** Begin Provided entries **

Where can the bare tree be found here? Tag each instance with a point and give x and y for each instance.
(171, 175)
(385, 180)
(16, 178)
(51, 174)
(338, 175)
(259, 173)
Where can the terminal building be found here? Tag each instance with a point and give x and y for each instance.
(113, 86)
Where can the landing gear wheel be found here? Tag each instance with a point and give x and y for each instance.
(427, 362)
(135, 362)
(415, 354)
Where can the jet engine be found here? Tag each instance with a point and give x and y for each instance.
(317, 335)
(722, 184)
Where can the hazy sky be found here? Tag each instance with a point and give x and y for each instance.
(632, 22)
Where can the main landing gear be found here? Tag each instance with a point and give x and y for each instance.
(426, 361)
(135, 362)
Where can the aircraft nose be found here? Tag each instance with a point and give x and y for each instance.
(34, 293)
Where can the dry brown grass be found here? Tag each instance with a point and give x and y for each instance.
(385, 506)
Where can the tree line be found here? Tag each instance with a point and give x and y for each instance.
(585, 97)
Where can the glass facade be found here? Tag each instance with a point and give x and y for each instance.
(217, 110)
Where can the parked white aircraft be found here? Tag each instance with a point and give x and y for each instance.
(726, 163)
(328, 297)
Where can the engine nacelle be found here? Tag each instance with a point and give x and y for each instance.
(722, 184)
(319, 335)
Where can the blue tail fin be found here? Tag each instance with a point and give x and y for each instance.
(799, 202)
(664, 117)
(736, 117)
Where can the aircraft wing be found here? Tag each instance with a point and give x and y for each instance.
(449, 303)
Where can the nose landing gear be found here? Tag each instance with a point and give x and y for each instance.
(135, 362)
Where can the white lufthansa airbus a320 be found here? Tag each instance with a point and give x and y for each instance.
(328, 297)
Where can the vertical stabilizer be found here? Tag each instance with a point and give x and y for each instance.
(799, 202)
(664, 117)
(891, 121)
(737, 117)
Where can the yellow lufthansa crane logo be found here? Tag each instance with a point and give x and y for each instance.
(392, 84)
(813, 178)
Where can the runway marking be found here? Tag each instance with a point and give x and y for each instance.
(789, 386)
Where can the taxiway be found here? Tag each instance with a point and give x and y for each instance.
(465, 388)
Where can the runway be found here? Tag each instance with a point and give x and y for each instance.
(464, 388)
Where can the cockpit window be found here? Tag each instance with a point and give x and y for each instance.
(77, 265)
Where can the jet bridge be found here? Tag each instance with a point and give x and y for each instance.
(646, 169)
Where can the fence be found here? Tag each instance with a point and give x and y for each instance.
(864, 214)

** End Provided entries **
** Begin Provided entries **

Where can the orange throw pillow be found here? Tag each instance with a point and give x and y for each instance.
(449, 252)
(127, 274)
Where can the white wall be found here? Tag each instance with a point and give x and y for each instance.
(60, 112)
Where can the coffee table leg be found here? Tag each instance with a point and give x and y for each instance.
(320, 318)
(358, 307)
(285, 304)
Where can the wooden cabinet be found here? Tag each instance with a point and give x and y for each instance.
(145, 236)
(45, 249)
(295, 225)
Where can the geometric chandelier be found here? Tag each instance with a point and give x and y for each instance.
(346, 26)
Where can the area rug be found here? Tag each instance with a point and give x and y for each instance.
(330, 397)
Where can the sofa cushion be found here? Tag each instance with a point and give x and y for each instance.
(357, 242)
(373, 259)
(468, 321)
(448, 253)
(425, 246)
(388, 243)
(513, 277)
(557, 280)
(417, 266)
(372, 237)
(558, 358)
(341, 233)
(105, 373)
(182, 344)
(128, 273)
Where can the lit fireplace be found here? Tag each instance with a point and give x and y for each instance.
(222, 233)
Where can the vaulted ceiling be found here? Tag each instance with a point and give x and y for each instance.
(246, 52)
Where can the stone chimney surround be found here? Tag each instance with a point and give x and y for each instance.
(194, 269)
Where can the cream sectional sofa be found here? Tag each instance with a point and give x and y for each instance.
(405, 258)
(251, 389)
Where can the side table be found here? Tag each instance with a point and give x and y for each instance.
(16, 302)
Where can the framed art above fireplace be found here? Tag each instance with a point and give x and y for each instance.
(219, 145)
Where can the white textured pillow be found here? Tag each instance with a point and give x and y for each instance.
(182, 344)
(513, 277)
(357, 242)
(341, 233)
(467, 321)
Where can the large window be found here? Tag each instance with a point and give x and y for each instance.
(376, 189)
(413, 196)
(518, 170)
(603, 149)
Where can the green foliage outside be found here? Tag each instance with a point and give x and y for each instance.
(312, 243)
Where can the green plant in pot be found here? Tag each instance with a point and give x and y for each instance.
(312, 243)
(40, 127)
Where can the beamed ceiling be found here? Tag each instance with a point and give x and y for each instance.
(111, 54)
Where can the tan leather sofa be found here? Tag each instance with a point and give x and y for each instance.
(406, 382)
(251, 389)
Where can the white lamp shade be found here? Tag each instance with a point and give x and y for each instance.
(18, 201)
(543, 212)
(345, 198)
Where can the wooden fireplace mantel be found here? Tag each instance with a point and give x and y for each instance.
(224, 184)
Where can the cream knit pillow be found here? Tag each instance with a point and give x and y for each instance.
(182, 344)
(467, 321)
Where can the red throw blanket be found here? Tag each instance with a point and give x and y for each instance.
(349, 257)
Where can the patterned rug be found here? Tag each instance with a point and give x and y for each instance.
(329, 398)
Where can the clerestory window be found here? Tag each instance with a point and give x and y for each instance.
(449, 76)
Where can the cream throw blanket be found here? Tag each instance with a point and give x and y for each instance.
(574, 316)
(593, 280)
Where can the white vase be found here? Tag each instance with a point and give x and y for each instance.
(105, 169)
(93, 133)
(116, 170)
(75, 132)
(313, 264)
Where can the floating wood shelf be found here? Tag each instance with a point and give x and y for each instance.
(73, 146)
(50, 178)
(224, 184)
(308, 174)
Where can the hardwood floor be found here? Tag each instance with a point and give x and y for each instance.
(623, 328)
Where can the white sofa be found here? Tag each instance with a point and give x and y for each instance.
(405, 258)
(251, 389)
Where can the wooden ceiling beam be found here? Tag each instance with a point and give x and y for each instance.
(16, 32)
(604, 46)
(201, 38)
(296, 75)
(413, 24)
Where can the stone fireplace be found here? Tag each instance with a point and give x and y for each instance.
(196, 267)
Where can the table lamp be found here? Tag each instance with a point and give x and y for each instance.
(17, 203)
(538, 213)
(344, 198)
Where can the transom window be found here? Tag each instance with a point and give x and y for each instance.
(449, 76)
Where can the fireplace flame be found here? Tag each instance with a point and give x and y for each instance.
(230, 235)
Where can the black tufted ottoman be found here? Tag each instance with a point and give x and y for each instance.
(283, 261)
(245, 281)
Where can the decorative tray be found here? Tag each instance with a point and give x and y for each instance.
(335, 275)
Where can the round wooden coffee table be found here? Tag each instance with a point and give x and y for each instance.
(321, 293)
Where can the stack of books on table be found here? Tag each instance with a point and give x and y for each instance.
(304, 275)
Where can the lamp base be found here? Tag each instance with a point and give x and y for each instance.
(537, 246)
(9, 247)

** End Provided entries **

Stated problem |
Report how many lines of the records contain the string "runway". Give only the number.

Answer below |
2